WHAT IS BEING ASKED: Copy the entries from the line with "of the wooden" through the end of the entries, keeping the requests unchanged. Multiply each coordinate in the answers by 0.9 and round it to the nearest whole number, with halves rounded up.

SOURCE DATA:

┄┄┄┄┄┄┄┄┄┄

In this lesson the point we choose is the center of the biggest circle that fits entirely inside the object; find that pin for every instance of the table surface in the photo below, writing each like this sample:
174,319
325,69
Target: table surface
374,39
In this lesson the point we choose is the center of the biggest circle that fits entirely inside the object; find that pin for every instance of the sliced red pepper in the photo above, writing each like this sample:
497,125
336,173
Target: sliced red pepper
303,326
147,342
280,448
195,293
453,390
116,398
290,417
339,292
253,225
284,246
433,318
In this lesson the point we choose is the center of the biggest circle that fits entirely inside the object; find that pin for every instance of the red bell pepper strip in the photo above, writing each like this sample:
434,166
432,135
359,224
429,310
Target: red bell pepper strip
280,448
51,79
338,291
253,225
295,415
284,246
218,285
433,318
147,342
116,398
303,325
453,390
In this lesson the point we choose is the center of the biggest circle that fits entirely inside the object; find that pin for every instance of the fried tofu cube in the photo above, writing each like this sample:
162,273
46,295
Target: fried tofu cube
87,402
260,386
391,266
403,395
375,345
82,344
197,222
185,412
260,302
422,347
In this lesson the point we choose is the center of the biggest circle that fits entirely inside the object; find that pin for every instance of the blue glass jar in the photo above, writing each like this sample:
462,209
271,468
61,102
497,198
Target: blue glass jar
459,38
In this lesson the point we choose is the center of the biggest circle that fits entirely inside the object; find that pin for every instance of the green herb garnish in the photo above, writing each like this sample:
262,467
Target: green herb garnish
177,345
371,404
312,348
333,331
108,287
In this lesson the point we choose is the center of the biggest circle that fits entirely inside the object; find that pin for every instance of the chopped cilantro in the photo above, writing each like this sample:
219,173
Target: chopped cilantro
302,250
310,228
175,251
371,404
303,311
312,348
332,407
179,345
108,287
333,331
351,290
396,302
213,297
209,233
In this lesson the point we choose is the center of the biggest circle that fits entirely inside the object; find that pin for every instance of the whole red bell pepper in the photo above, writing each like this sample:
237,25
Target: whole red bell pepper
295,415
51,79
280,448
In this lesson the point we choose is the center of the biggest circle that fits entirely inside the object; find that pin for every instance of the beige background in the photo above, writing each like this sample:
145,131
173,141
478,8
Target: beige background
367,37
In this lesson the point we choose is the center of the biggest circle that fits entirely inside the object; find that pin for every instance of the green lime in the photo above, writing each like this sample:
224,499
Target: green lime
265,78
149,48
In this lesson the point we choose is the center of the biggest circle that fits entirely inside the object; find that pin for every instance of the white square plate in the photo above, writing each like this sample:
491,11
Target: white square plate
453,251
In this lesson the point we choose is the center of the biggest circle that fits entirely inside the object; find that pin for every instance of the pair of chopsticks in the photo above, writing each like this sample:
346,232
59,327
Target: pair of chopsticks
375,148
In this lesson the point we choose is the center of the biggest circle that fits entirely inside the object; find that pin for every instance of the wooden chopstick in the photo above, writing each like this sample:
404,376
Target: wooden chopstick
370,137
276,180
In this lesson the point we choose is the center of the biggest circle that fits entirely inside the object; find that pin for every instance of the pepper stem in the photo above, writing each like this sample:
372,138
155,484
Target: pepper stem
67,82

┄┄┄┄┄┄┄┄┄┄

EXPECTED ANSWER:
In this lesson the point we choose is the center of the biggest circle that fits entirely inside the object; find that pin for every instance of the wooden chopstick in the photo above, writing each like this sample:
404,376
Target: wooden chopstick
333,123
248,162
In this lesson the point we choose is the center of the biggest circle that fits entirely inside the object; find that pin for every instance of the pepper stem in the photo above, writing each like this sample:
372,138
155,484
Target: pepper stem
60,74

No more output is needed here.